-- Start of PROVIDED DATA --

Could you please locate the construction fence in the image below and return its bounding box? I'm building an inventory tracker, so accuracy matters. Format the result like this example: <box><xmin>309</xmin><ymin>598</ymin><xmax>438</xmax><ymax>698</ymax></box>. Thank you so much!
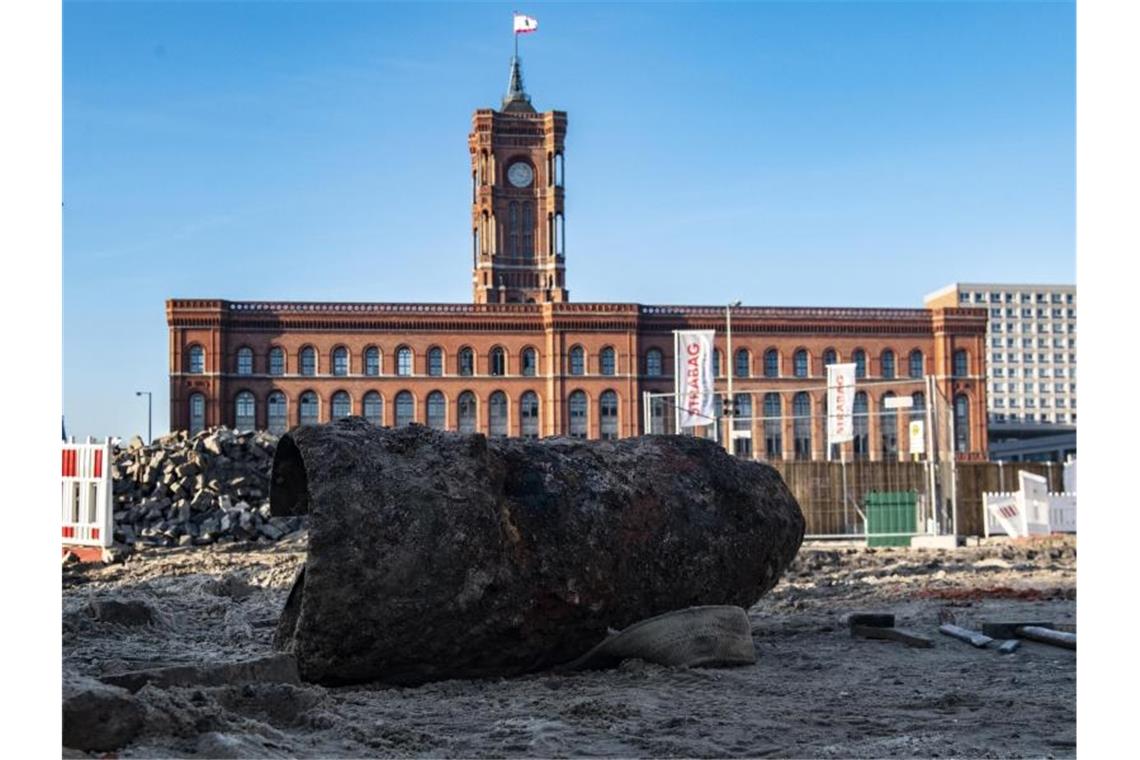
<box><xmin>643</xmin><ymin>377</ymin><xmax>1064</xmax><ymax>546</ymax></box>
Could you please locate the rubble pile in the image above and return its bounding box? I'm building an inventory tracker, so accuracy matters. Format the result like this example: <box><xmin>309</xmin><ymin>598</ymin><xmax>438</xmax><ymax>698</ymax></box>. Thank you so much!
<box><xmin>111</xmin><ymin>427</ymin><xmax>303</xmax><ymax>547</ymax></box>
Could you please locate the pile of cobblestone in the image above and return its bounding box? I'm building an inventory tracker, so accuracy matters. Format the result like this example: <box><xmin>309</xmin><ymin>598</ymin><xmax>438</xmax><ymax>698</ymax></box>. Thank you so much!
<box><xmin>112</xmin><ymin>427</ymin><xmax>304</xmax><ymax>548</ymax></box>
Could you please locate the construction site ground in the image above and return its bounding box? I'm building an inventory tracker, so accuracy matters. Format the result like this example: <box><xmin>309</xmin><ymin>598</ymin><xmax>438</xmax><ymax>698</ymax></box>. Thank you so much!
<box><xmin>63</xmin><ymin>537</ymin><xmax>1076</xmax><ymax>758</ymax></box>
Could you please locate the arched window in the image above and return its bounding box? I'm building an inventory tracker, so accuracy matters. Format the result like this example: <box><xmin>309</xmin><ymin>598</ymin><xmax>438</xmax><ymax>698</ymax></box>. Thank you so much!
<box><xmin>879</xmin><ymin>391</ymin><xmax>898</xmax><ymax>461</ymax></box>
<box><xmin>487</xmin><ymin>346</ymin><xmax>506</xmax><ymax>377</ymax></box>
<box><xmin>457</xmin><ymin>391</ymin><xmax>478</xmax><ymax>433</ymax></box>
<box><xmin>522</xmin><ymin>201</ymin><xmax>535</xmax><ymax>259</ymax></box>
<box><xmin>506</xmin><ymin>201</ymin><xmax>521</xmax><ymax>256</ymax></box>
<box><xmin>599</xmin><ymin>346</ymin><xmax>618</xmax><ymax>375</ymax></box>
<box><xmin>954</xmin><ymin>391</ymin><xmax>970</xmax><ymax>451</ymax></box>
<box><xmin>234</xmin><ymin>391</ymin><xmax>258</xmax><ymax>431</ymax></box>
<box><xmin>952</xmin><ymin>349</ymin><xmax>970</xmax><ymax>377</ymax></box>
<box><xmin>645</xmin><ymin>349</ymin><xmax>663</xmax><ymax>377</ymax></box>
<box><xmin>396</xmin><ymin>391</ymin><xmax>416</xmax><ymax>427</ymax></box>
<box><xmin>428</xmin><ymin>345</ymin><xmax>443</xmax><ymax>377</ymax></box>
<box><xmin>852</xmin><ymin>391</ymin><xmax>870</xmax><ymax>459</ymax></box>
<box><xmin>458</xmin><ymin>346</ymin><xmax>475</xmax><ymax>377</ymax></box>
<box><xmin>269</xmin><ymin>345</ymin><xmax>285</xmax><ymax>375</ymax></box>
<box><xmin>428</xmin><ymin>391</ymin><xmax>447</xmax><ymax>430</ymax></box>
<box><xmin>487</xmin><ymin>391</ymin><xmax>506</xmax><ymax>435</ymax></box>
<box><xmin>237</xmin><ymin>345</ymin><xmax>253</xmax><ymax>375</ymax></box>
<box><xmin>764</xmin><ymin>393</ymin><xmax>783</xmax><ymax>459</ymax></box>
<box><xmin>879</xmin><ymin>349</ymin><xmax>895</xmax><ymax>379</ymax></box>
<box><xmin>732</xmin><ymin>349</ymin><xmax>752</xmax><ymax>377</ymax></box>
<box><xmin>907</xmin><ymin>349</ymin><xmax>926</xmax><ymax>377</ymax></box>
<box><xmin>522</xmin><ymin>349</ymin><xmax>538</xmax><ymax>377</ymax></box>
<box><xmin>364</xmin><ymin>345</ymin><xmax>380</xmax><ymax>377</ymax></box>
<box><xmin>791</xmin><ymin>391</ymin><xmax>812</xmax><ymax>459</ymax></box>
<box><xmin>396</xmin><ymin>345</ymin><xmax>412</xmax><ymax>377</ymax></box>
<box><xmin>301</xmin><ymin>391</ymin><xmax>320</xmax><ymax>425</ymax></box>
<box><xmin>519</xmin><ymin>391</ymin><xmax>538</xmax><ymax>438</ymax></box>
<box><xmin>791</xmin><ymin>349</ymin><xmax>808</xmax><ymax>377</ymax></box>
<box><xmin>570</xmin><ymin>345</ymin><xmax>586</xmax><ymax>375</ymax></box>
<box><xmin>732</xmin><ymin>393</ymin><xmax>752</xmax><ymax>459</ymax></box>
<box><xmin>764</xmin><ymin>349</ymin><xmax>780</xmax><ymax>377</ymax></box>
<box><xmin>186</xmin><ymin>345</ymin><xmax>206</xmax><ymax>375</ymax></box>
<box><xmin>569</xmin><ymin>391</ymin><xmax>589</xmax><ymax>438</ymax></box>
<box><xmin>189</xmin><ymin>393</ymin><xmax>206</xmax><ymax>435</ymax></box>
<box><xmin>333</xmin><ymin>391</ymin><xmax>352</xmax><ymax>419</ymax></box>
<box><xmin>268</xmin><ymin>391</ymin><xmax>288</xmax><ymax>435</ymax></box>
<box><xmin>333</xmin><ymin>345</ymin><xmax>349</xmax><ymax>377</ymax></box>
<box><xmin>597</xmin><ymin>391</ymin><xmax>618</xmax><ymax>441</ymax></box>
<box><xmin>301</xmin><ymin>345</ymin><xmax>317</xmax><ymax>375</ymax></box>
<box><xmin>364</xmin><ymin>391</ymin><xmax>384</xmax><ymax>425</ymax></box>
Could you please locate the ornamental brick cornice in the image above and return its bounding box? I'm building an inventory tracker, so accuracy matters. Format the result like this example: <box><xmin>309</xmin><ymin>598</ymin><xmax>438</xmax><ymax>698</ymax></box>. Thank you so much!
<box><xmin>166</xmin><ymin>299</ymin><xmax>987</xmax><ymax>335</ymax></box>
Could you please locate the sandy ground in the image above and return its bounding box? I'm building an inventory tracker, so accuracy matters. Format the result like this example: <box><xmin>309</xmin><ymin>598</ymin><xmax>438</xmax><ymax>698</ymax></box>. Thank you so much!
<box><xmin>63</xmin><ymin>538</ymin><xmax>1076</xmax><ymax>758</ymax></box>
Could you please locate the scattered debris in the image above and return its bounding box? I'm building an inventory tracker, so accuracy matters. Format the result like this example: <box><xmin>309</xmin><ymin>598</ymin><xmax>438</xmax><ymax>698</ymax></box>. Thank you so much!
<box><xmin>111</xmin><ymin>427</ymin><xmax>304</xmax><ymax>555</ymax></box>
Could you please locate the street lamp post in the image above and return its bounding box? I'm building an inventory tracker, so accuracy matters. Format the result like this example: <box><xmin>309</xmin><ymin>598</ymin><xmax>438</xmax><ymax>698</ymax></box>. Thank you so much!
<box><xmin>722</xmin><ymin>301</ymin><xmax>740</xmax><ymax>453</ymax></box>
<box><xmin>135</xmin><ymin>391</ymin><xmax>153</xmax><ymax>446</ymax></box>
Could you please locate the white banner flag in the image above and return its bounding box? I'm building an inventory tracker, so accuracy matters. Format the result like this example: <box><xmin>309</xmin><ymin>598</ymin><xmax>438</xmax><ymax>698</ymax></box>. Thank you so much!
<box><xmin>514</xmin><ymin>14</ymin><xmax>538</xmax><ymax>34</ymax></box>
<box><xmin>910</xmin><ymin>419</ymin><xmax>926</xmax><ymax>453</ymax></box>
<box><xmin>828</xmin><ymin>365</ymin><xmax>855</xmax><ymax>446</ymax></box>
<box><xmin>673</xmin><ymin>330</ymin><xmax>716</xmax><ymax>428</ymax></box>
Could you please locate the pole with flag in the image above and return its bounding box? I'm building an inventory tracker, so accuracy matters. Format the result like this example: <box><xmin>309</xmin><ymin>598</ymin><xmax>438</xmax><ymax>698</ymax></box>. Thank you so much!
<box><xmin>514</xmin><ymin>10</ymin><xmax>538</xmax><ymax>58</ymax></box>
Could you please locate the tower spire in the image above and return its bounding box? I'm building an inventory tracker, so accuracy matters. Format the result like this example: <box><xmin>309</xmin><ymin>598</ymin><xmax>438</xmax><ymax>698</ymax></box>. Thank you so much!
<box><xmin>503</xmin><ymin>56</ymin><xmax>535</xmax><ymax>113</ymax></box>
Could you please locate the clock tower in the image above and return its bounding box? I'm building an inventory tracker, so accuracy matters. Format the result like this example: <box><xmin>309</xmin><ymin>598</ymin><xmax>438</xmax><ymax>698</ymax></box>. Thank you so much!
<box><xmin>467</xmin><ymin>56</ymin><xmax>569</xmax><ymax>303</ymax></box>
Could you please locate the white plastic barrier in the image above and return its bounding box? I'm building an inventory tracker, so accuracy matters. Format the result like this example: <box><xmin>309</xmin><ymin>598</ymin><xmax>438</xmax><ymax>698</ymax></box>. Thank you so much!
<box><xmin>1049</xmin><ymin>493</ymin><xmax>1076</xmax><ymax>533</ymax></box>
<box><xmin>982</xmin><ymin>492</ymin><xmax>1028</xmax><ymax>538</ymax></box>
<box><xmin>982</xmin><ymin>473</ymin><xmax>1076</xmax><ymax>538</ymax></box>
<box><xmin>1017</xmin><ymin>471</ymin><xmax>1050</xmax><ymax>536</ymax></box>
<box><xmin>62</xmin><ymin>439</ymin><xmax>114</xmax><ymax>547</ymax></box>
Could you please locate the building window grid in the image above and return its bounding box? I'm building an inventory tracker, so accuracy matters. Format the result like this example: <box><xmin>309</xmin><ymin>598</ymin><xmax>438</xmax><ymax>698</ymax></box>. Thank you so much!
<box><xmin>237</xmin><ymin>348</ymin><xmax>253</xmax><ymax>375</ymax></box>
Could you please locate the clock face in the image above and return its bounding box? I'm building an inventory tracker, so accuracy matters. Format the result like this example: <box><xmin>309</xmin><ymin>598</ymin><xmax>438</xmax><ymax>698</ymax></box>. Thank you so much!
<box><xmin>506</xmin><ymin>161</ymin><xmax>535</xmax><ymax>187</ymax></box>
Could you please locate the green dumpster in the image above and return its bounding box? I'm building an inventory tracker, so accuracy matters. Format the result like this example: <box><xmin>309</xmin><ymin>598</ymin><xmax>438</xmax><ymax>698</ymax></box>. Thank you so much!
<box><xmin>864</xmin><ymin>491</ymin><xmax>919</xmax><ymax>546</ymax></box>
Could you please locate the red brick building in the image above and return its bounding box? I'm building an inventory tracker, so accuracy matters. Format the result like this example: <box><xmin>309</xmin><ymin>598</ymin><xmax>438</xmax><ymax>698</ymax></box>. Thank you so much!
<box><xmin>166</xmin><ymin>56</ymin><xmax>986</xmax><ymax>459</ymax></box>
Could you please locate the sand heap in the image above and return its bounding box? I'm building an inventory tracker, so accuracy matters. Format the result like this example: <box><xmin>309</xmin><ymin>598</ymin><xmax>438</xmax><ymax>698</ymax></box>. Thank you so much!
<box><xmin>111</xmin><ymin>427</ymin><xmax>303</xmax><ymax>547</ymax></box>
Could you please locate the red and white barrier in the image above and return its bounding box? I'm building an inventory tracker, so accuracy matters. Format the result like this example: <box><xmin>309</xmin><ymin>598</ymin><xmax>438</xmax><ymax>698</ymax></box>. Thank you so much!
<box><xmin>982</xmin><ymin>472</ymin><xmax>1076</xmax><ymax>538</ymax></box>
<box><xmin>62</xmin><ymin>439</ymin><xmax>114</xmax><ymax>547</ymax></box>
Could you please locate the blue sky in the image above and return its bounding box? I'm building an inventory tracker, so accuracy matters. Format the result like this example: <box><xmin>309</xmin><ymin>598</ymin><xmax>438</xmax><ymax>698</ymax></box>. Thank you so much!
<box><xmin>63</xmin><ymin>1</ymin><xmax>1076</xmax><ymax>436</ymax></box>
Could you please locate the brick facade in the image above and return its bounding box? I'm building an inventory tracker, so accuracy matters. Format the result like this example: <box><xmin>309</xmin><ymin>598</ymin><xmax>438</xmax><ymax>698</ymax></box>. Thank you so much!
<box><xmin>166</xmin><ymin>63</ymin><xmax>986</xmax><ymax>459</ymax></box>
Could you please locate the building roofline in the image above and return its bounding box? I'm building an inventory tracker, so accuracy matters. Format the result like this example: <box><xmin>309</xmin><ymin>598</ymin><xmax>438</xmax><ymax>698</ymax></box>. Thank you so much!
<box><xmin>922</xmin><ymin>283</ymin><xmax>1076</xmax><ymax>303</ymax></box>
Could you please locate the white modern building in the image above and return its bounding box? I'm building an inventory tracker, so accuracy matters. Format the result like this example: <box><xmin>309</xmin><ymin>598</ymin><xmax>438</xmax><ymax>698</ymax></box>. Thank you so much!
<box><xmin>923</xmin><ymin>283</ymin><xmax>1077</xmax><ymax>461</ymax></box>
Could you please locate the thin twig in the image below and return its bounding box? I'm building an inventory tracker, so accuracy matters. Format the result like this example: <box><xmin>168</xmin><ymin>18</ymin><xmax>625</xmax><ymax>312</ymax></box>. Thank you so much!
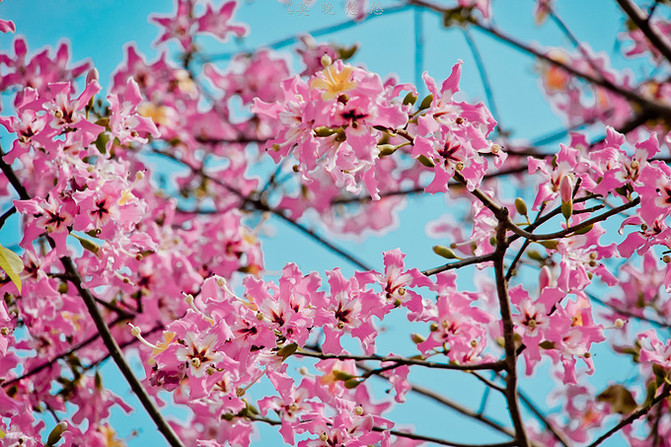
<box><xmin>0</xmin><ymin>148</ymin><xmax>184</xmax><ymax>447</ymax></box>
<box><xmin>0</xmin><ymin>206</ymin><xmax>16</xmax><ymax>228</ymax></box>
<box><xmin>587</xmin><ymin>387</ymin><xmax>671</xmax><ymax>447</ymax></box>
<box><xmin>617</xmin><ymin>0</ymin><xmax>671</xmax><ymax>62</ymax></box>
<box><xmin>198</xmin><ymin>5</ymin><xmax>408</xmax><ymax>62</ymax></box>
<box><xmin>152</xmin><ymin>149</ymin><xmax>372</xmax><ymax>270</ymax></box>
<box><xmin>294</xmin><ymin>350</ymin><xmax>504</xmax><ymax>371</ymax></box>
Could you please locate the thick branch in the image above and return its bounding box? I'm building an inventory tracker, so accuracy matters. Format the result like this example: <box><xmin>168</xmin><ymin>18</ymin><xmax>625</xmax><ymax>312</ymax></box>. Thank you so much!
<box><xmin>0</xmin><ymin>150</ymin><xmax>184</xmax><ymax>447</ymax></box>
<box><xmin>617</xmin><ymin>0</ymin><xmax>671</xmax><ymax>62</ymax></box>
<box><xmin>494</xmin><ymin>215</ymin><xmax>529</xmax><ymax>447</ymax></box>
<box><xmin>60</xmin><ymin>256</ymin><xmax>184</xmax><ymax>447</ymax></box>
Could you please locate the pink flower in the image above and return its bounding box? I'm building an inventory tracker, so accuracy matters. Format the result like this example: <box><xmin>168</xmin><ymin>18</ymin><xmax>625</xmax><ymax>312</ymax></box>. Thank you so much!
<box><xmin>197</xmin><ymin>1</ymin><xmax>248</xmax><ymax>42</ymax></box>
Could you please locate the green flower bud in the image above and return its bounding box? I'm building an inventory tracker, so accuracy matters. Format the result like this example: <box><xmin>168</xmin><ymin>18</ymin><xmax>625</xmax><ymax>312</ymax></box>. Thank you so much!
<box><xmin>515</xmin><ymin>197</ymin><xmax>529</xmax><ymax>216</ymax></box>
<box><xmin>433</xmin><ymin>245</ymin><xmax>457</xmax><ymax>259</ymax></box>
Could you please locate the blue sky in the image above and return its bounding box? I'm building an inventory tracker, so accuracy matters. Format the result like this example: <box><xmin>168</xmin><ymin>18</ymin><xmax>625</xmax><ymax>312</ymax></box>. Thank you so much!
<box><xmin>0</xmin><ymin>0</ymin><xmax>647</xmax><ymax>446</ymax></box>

-- End of PROVIDED DATA --

Report every line in the listing above that contains the string "pile". Treat uppercase and lowercase letters as different.

Could you please locate the rubble pile in the image above and return its bounding box? I'm building an inventory tracker, so accuracy matters. Format the result like this example: <box><xmin>309</xmin><ymin>598</ymin><xmax>438</xmax><ymax>698</ymax></box>. Thank you so much!
Could you please locate the pile of cobblestone in the image above and return its bounding box? I'm building an inventory tracker, so accuracy matters. Format the result like this example: <box><xmin>309</xmin><ymin>598</ymin><xmax>438</xmax><ymax>698</ymax></box>. Thank you so much!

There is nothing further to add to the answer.